(Extracted records)
• • • •

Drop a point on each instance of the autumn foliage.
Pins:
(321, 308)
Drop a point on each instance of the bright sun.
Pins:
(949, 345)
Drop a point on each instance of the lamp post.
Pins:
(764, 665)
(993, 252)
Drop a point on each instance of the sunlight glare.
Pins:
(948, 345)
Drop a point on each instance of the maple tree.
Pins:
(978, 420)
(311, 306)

• • • •

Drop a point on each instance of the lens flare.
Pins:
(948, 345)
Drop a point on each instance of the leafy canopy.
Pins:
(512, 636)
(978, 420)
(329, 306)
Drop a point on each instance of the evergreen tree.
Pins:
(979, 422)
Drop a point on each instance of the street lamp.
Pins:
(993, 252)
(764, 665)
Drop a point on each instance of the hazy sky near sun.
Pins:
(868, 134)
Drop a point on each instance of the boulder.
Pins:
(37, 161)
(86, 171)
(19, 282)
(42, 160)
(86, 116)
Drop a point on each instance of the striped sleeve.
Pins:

• • • •

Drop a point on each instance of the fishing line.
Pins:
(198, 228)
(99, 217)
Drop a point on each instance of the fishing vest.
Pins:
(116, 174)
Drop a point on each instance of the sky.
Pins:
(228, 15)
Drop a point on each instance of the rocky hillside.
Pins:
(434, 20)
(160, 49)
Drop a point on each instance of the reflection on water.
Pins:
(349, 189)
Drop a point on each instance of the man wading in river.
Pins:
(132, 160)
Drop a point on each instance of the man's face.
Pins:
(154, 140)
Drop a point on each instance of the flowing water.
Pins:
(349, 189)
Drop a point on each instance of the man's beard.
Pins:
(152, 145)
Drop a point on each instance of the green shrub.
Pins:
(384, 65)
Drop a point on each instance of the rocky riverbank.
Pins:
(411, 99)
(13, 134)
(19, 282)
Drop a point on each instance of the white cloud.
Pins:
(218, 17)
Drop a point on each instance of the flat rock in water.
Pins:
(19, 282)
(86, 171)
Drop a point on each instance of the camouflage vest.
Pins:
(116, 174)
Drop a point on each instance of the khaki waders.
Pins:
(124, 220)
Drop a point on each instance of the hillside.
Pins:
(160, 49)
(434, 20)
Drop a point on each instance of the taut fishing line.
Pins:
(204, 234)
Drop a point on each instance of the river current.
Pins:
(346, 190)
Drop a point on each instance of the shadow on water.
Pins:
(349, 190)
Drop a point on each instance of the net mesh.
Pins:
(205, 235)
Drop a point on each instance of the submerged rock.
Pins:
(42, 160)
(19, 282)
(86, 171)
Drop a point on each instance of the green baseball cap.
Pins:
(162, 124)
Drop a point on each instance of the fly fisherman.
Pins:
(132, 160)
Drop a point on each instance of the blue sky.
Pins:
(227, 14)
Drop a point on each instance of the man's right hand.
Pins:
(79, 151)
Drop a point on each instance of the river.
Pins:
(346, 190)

• • • •

— PROBLEM TO WORK ON —
Using the records above, report the count of lines holding "water" and nothing else.

— SOLUTION TO THIS EXERCISE —
4